[Required tasks]
(A) Update the article about Hanks: copy it out starting at the words "Speaking to The" and stopping after "John in Rocketman.", with "Philadelphia" changed to "the 1993 film" throughout.
(B) According to the article about Hanks, what role does he play in the new Elvis Presley biopic?

[Extract provided]
____
The Hollywood actor, 65, played lawyer Andrew Beckett in the 1993 film, a man who is fired from his job after his bosses discover his sexuality.

Speaking to The New York Times Magazine, he said: “Let’s address, ‘Could a straight man do what I did in Philadelphia now?’ No, and rightly so.

“The whole point of Philadelphia was: don’t be afraid. One of the reasons people weren’t afraid of that movie is that I was playing a gay man.

“We’re beyond that now, and I don’t think people would accept the inauthenticity of a straight guy playing a gay guy.”

London Literature Festival
(Ben Stevens/PA)

Hanks was speaking during an interview to promote the new Elvis Presley biopic, in which he plays the late rock and roll star’s manager, Colonel Tom Parker.

High-profile examples of straight performers playing LGBT characters include Rami Malek’s Oscar-winning portrayal of Freddie Mercury in Bohemian Rhapsody and Taron Egerton’s turn as Sir Elton John in Rocketman.

Last year, acclaimed British screenwriter Russell T Davies said straight actors should not play gay characters on screen.

Amid the debate over who should be allowed to play what roles, Davies compared a straight actor playing a gay character to black face.
____
Stored data entries:

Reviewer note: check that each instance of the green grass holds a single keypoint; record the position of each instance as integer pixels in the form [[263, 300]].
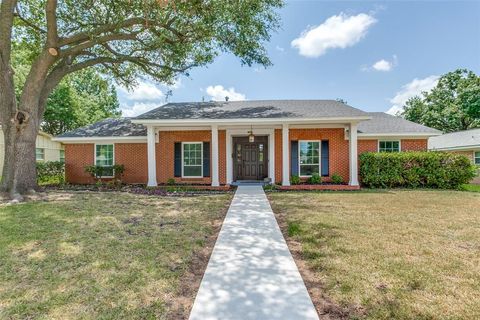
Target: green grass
[[471, 187], [388, 255], [102, 255]]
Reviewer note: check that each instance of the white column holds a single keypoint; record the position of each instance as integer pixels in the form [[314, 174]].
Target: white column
[[271, 156], [152, 164], [215, 181], [229, 157], [353, 154], [285, 157]]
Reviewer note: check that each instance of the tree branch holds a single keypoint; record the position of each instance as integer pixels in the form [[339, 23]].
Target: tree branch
[[52, 32], [7, 9]]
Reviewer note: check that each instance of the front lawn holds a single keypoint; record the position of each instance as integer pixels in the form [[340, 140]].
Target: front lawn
[[386, 255], [105, 255]]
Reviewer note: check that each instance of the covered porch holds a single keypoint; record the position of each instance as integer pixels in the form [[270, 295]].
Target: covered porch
[[260, 149]]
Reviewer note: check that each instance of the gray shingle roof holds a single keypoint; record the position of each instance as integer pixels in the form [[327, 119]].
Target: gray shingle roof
[[380, 123], [112, 127], [252, 109], [385, 123], [456, 140]]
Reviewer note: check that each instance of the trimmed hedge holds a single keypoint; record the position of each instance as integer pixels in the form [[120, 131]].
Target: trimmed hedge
[[50, 172], [415, 169]]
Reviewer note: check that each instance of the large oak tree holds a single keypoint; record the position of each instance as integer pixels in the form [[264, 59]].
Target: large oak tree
[[453, 105], [125, 39]]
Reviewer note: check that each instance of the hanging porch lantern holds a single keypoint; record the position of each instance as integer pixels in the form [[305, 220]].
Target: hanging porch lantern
[[251, 137]]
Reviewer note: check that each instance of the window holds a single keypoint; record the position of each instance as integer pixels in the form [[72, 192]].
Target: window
[[192, 159], [389, 146], [309, 157], [40, 154], [104, 158]]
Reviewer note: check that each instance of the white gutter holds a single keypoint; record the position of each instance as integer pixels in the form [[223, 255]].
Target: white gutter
[[249, 121], [133, 139], [460, 148]]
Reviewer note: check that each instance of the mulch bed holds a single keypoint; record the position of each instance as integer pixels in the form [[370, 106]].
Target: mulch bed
[[167, 191]]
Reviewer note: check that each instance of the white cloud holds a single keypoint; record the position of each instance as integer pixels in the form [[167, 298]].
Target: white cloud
[[145, 91], [138, 108], [411, 89], [383, 65], [339, 31], [218, 93]]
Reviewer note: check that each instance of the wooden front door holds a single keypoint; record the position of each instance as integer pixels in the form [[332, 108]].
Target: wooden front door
[[250, 159], [250, 162]]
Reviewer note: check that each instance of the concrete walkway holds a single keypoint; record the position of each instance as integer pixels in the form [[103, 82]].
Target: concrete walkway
[[251, 273]]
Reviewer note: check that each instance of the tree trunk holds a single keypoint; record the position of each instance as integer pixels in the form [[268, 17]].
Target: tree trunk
[[19, 170]]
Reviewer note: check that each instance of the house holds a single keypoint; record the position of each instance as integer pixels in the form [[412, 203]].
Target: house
[[463, 142], [46, 148], [219, 143]]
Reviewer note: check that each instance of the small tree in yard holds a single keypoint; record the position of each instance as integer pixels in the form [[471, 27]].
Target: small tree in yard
[[124, 39]]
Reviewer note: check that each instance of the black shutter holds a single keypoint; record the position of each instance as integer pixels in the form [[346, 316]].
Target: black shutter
[[325, 155], [294, 158], [206, 159], [178, 159]]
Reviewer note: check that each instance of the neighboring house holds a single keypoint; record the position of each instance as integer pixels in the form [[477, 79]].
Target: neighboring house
[[463, 142], [46, 149], [219, 143]]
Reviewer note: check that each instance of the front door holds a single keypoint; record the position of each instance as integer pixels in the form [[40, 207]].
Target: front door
[[250, 158], [250, 162]]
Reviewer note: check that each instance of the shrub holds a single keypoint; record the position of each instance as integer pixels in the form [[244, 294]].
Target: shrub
[[294, 179], [50, 172], [415, 169], [98, 172], [315, 179], [337, 179]]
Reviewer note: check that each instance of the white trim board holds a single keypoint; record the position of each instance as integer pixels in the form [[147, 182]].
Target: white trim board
[[106, 140]]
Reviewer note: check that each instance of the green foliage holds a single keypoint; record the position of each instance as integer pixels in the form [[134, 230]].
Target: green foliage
[[337, 179], [415, 169], [99, 172], [453, 105], [295, 179], [315, 179], [50, 172], [156, 39], [80, 99]]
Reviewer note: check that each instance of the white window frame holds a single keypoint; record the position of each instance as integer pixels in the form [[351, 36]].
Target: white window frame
[[43, 153], [201, 158], [399, 144], [113, 155], [474, 157], [319, 158]]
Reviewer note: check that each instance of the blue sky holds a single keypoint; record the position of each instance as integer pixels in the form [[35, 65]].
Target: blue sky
[[374, 55]]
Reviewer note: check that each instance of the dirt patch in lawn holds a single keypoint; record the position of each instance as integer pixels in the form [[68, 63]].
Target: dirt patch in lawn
[[399, 254], [326, 307], [91, 255]]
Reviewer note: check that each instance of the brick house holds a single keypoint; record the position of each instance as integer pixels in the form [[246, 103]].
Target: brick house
[[465, 142], [220, 143]]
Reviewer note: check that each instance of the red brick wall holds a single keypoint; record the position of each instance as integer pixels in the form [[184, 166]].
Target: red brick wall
[[135, 159], [134, 155], [77, 156]]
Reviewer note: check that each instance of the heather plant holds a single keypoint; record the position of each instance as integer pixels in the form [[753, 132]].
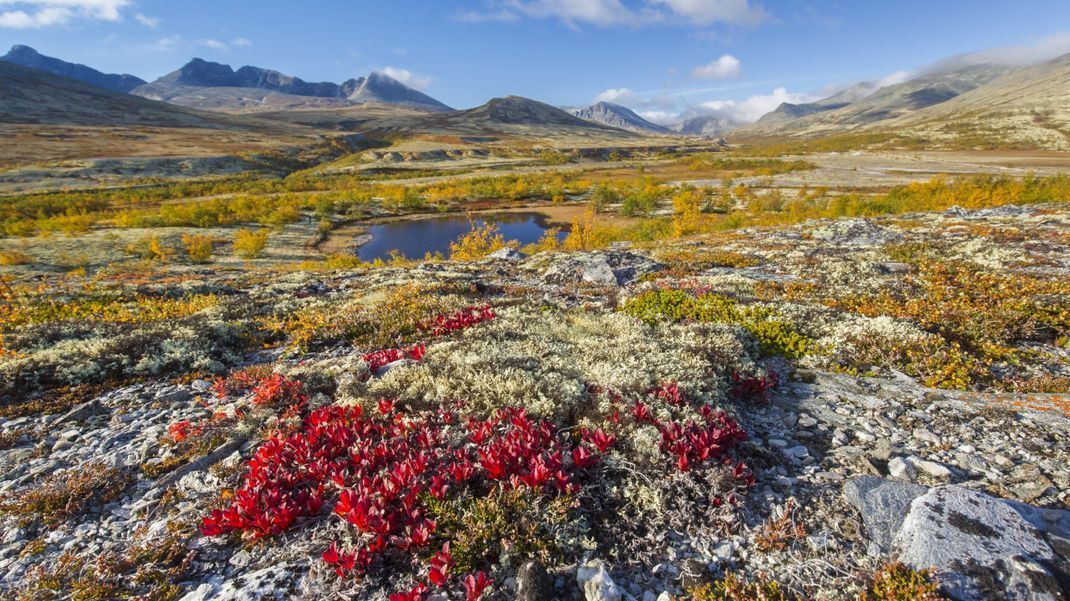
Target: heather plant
[[967, 321], [549, 359], [12, 258], [146, 570], [774, 334], [62, 495], [734, 587], [390, 318], [199, 248], [896, 582], [151, 248]]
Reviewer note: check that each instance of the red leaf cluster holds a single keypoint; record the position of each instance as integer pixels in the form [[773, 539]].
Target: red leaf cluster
[[377, 468], [377, 359], [461, 320]]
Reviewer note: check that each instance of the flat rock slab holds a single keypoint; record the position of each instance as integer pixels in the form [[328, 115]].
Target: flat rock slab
[[884, 505], [600, 268], [984, 548]]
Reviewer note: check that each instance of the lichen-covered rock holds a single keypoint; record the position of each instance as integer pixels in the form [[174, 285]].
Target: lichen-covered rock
[[883, 505], [274, 583], [596, 583], [981, 548], [534, 583], [601, 268]]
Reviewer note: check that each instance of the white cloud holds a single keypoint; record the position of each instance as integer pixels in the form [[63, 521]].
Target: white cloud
[[166, 44], [617, 95], [414, 80], [708, 12], [892, 79], [751, 109], [147, 20], [659, 117], [636, 13], [213, 45], [724, 67], [36, 14]]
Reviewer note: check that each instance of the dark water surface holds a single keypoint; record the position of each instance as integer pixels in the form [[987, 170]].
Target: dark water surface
[[419, 236]]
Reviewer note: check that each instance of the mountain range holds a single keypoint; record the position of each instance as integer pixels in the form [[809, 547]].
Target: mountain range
[[620, 117], [854, 109], [980, 105], [27, 57], [207, 85], [201, 83]]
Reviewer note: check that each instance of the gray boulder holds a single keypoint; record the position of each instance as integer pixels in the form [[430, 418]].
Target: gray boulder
[[534, 583], [597, 585], [884, 505], [984, 548]]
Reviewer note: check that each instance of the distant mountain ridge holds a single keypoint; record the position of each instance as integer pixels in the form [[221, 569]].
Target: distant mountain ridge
[[203, 83], [27, 57], [846, 111], [616, 116]]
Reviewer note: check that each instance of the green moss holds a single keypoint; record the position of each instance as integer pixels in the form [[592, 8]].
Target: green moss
[[775, 336]]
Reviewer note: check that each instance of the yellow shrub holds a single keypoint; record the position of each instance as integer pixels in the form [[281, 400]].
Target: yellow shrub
[[249, 244], [15, 258], [151, 248], [547, 243], [478, 243], [687, 205], [585, 234], [198, 247]]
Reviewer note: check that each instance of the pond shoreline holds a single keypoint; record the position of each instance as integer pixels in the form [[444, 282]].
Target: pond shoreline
[[350, 236]]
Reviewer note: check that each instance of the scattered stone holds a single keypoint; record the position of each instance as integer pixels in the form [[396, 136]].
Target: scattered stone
[[981, 548], [900, 468], [883, 505], [596, 584], [534, 583]]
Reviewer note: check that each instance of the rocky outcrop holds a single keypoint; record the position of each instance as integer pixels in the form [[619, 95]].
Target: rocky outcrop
[[980, 546], [599, 268]]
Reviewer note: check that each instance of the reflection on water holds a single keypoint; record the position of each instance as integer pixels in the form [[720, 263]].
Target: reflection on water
[[419, 236]]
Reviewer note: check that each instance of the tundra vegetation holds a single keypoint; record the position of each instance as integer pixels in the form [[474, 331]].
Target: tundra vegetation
[[403, 427]]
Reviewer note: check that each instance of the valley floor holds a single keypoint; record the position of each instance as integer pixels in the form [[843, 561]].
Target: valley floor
[[775, 411]]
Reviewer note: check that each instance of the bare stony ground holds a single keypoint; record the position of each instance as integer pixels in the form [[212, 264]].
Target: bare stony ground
[[812, 338]]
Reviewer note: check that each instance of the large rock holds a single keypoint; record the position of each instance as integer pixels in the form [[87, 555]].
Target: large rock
[[883, 505], [983, 548], [270, 584], [534, 583], [854, 232], [612, 267]]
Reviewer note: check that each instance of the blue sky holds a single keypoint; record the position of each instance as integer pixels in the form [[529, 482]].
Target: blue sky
[[660, 57]]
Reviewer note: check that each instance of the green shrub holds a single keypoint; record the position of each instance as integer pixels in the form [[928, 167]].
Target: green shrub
[[249, 244]]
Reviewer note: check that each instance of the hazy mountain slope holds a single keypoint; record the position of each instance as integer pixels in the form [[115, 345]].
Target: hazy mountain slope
[[886, 104], [616, 116], [200, 83], [513, 118], [379, 88], [44, 117], [705, 125], [27, 57], [790, 111], [1029, 108]]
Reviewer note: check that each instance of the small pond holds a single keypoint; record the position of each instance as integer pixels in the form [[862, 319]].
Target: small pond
[[413, 239]]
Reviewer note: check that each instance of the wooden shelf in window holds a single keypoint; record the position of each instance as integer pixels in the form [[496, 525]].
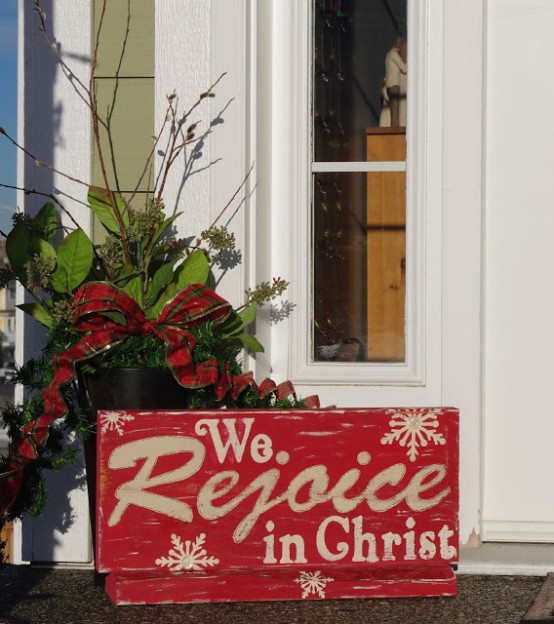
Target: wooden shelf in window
[[386, 247]]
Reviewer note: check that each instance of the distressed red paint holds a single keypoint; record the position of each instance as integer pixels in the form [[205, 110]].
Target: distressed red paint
[[277, 505]]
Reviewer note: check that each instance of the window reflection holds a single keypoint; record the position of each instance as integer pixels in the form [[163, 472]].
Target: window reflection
[[360, 85]]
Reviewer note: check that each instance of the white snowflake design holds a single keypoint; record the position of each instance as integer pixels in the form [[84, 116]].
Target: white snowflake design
[[190, 556], [313, 583], [414, 428], [114, 421]]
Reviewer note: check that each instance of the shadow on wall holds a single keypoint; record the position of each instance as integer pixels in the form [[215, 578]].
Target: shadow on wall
[[43, 537]]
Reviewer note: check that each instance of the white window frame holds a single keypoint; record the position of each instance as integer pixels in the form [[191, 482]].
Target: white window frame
[[291, 189]]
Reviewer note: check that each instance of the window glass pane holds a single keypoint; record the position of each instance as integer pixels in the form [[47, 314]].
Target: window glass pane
[[359, 217], [359, 66]]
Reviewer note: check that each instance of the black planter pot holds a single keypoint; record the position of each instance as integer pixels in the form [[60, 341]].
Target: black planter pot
[[131, 388], [124, 389]]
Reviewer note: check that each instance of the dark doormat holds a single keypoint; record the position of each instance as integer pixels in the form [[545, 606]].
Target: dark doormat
[[542, 610]]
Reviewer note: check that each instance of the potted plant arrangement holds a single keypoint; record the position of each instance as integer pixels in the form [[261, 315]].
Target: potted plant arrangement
[[142, 299]]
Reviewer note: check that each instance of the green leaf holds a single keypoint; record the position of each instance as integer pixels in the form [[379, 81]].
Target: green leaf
[[251, 342], [41, 247], [194, 270], [47, 219], [101, 205], [161, 278], [17, 250], [38, 312], [133, 289], [75, 255]]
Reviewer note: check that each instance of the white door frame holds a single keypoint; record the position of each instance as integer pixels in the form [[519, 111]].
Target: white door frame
[[454, 196], [454, 214]]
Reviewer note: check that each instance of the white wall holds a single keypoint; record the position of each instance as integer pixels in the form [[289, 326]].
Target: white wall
[[52, 126], [519, 339]]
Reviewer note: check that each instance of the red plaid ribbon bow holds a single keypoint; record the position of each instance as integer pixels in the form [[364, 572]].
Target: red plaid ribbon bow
[[95, 305]]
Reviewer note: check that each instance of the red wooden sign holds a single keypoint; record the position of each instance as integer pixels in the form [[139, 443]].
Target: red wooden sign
[[277, 505]]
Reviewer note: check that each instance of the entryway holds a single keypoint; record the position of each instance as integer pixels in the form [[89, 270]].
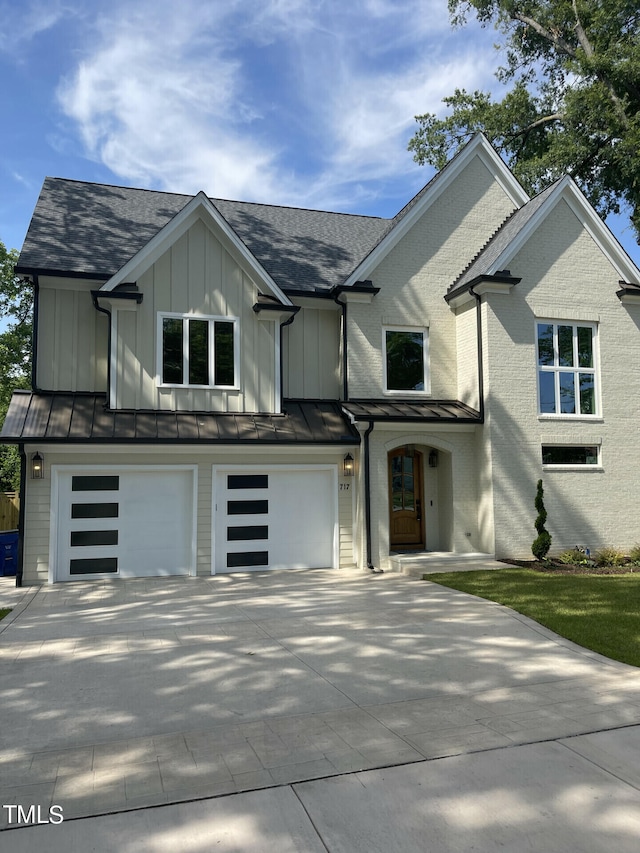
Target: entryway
[[406, 499]]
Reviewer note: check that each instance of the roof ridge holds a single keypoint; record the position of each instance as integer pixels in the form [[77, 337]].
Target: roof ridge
[[483, 248], [214, 198]]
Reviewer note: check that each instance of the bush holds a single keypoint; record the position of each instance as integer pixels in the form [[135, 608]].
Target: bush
[[574, 557], [610, 557], [542, 542], [634, 555]]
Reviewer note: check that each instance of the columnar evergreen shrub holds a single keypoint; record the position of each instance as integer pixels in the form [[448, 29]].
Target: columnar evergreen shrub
[[542, 542]]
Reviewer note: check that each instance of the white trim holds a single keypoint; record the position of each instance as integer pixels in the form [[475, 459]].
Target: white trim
[[478, 146], [211, 320], [332, 468], [56, 469], [199, 207], [556, 369], [394, 392]]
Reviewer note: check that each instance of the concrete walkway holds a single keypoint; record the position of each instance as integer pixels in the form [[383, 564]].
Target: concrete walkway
[[119, 696]]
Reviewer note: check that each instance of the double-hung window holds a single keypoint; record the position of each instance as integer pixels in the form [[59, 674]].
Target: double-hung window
[[405, 360], [567, 376], [198, 351]]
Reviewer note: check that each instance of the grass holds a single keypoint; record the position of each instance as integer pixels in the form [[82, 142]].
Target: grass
[[599, 612]]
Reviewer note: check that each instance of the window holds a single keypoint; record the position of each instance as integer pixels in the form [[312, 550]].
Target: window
[[566, 355], [569, 455], [199, 351], [405, 360]]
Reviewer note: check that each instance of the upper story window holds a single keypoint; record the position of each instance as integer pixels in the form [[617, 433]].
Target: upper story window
[[405, 361], [198, 351], [567, 380]]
____
[Solved tasks]
(A)
Speaking to The New York Times Magazine, he said: “Let’s address, ‘Could a straight man do what I did in the 1993 film now?’ No, and rightly so.

“The whole point of the 1993 film was: don’t be afraid. One of the reasons people weren’t afraid of that movie is that I was playing a gay man.

“We’re beyond that now, and I don’t think people would accept the inauthenticity of a straight guy playing a gay guy.”

London Literature Festival
(Ben Stevens/PA)

Hanks was speaking during an interview to promote the new Elvis Presley biopic, in which he plays the late rock and roll star’s manager, Colonel Tom Parker.

High-profile examples of straight performers playing LGBT characters include Rami Malek’s Oscar-winning portrayal of Freddie Mercury in Bohemian Rhapsody and Taron Egerton’s turn as Sir Elton John in Rocketman.

(B) He plays Colonel Tom Parker, the manager of the late rock and roll star.